**What is asked**
Write out each entry, exactly the way it appears.

**The input**
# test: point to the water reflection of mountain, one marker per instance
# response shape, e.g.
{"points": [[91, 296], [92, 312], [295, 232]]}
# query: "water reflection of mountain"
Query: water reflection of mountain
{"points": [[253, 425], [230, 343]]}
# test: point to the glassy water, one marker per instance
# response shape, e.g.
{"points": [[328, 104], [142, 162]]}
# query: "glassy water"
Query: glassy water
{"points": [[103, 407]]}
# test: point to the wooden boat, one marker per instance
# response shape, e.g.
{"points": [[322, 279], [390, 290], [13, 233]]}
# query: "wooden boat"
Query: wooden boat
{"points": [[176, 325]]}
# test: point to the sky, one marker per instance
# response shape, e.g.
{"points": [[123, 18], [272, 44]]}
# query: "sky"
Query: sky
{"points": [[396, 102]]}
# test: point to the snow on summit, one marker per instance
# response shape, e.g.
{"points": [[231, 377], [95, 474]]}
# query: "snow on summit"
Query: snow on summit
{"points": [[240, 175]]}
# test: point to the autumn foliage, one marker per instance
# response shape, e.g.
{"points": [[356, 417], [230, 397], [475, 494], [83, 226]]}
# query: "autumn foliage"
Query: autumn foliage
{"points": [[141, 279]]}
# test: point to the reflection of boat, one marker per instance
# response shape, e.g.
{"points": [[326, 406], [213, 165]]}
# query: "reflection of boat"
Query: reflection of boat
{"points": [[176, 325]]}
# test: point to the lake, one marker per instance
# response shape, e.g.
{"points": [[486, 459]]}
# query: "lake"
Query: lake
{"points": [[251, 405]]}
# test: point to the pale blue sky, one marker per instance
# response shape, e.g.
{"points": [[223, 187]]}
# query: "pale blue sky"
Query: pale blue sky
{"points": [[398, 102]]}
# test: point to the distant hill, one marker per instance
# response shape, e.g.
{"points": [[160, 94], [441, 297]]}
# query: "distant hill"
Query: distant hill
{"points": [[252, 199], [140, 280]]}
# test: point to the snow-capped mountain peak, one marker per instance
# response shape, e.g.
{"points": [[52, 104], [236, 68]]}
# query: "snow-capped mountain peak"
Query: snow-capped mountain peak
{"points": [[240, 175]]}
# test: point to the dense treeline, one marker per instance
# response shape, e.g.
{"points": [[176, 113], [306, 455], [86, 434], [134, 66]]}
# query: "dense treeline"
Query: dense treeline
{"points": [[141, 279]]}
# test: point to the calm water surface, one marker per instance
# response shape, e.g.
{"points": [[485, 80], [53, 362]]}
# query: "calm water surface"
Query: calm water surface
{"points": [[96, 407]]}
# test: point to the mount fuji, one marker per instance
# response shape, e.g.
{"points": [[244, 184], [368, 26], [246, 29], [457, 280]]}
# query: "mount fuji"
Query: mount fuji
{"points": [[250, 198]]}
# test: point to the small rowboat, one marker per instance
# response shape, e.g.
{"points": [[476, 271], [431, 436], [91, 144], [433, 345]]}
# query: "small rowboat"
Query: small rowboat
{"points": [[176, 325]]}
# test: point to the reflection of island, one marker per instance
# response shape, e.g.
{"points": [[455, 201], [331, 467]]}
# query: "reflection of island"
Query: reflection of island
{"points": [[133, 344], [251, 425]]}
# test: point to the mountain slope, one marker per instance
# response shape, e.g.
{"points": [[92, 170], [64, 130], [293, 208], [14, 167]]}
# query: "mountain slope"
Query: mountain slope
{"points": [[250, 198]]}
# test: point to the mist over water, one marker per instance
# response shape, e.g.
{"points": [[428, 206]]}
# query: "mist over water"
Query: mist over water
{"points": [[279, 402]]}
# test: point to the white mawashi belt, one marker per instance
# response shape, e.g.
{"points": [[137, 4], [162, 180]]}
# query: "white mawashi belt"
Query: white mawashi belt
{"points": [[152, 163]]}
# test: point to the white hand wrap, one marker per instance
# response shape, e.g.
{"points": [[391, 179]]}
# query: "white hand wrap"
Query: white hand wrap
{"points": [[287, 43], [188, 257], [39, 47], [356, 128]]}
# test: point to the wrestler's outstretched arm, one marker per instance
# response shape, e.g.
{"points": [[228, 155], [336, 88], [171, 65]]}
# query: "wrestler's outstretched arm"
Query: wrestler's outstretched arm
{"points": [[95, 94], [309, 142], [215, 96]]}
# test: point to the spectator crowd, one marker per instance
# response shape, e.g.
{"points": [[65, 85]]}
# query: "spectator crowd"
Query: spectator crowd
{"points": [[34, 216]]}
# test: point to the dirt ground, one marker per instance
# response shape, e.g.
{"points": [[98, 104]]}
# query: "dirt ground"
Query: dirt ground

**Answer**
# test: point to the water reflection of mountain, one marker per instance
# response shape, e.g.
{"points": [[91, 296], [92, 312], [295, 232]]}
# query: "water reflection of mountain"
Query: water reflection of mountain
{"points": [[253, 425], [230, 343]]}
# test: point to the glassy water, one marker per instance
# response shape, e.g.
{"points": [[328, 104], [142, 162]]}
# query: "glassy water"
Query: glassy water
{"points": [[103, 407]]}
# test: point to the wooden boat, one marker per instance
# response shape, e.g.
{"points": [[322, 279], [390, 290], [13, 233]]}
# query: "wooden boat"
Query: wooden boat
{"points": [[176, 325]]}
# test: point to the sky, one marker per instance
# response shape, e.g.
{"points": [[123, 18], [272, 44]]}
# query: "sky"
Query: sky
{"points": [[396, 102]]}
# test: point to the snow on summit, one marker per instance
# response shape, e.g.
{"points": [[231, 377], [95, 474]]}
# query: "snow on summit"
Query: snow on summit
{"points": [[240, 175]]}
# test: point to the autumn foliage, one marker per instance
# response shape, e.g.
{"points": [[356, 417], [230, 397], [475, 494], [83, 226]]}
# query: "autumn foliage"
Query: autumn foliage
{"points": [[141, 279]]}
# test: point to the reflection of boat, one marker per instance
# response shape, e.g.
{"points": [[326, 406], [213, 165]]}
# query: "reflection of boat"
Query: reflection of boat
{"points": [[176, 325]]}
# test: point to the lake, one marker per instance
# response shape, e.g.
{"points": [[486, 459]]}
# query: "lake"
Query: lake
{"points": [[251, 405]]}
# test: point to the pale blue sky, one marker per instance
# response shape, e.g.
{"points": [[223, 187]]}
# query: "pale blue sky"
Query: pale blue sky
{"points": [[398, 102]]}
# test: point to the distant hill, one marker per instance
# response shape, e.g.
{"points": [[160, 94], [441, 297]]}
# query: "distant hill"
Query: distant hill
{"points": [[252, 199], [140, 280]]}
# test: point to the snow-capped mountain peak, one marker per instance
# response shape, e.g.
{"points": [[52, 104], [236, 68]]}
# query: "snow-capped mountain peak"
Query: snow-capped mountain peak
{"points": [[240, 175]]}
# test: point to the dense treeline, one marker per instance
# response shape, e.g.
{"points": [[176, 113], [306, 455], [86, 434], [134, 66]]}
# query: "dense treeline"
Query: dense treeline
{"points": [[141, 279]]}
# test: point to the calm water surface, one marker per instance
# response shape, e.g.
{"points": [[485, 80], [53, 362]]}
# query: "calm water surface"
Query: calm water surface
{"points": [[96, 407]]}
# test: point to the mount fuji, one marker per instance
# response shape, e.g.
{"points": [[244, 184], [368, 26], [246, 29], [457, 280]]}
# query: "mount fuji"
Query: mount fuji
{"points": [[250, 198]]}
# test: point to the small rowboat, one marker per instance
# response shape, e.g.
{"points": [[476, 271], [431, 436], [91, 144], [433, 345]]}
# query: "small rowboat"
Query: small rowboat
{"points": [[176, 325]]}
# test: point to the reflection of island, one marker per instance
# response shape, e.g.
{"points": [[455, 201], [331, 467]]}
# query: "reflection of island"
Query: reflection of island
{"points": [[133, 344], [251, 425]]}
# test: point to the mountain slope, one marker per instance
# response shape, e.g.
{"points": [[92, 170], [64, 130], [293, 208], [14, 167]]}
# query: "mountain slope"
Query: mountain slope
{"points": [[250, 198]]}
# test: point to the mist over water, one marker per instance
# response shape, e.g.
{"points": [[428, 206]]}
# query: "mist over water"
Query: mist over water
{"points": [[279, 402]]}
# test: point to the white mawashi belt, one marker per instance
# response shape, e.g.
{"points": [[137, 4], [162, 180]]}
# query: "white mawashi belt"
Query: white mawashi belt
{"points": [[152, 163]]}
# test: point to the white hand wrap, one marker per instance
# response shape, e.g.
{"points": [[391, 179]]}
# query: "white hand wrap"
Query: white hand wrap
{"points": [[287, 43], [188, 257], [39, 47], [356, 128]]}
# test: point to the wrestler's outstretched arm, one marker per instance
# response shape, e.g.
{"points": [[228, 155], [336, 88], [171, 65]]}
# query: "wrestler's outstretched arm"
Query: wrestler's outstretched arm
{"points": [[95, 94], [309, 142], [215, 96]]}
# test: point to the spectator crowd, one marker per instance
# response shape, e.g.
{"points": [[65, 85]]}
# query: "spectator crowd"
Query: spectator crowd
{"points": [[34, 216]]}
# test: point to the dirt ground, one marker per instance
# response shape, e.g.
{"points": [[98, 104]]}
# query: "dirt ground"
Query: dirt ground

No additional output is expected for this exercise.